:: RECORDS FOR THE TASK ::

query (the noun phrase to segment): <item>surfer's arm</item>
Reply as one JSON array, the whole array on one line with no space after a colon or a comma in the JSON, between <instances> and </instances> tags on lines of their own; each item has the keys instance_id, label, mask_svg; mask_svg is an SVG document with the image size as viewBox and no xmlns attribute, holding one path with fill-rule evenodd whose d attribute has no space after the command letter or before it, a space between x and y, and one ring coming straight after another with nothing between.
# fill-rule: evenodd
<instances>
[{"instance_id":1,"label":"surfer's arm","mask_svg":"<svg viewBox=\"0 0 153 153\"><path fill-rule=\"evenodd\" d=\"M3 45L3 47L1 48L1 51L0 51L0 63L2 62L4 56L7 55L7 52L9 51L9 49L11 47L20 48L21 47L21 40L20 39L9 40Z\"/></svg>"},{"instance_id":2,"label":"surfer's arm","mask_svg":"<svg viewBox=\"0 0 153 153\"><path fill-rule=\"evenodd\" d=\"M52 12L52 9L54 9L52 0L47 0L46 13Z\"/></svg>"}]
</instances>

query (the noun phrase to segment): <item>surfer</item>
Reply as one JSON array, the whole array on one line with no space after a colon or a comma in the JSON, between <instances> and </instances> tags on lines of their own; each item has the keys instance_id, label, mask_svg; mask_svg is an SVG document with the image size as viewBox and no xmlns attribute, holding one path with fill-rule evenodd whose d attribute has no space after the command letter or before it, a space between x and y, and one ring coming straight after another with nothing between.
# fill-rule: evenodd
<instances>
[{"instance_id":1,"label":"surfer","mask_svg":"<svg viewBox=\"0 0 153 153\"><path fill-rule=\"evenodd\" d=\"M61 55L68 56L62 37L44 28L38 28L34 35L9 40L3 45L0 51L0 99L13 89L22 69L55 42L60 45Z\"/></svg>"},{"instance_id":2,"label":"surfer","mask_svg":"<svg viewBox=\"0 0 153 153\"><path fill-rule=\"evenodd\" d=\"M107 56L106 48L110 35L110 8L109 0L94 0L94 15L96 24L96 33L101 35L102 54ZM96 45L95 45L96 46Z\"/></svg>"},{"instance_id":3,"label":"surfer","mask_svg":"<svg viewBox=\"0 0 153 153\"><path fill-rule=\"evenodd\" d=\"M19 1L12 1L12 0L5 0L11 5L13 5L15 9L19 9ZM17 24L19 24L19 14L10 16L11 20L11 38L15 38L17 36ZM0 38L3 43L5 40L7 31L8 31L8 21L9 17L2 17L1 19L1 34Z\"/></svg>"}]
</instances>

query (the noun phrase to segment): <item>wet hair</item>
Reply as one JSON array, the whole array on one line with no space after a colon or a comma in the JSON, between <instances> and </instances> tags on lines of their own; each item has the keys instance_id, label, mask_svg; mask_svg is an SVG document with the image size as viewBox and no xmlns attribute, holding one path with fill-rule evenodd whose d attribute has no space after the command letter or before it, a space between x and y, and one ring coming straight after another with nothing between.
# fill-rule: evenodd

:::

## EXERCISE DETAILS
Pick out every line in the entries above that contains the word "segment" and copy each of those lines.

## FULL SOLUTION
query (the noun phrase to segment): <item>surfer's arm</item>
query (the noun phrase to segment): <item>surfer</item>
query (the noun phrase to segment): <item>wet hair</item>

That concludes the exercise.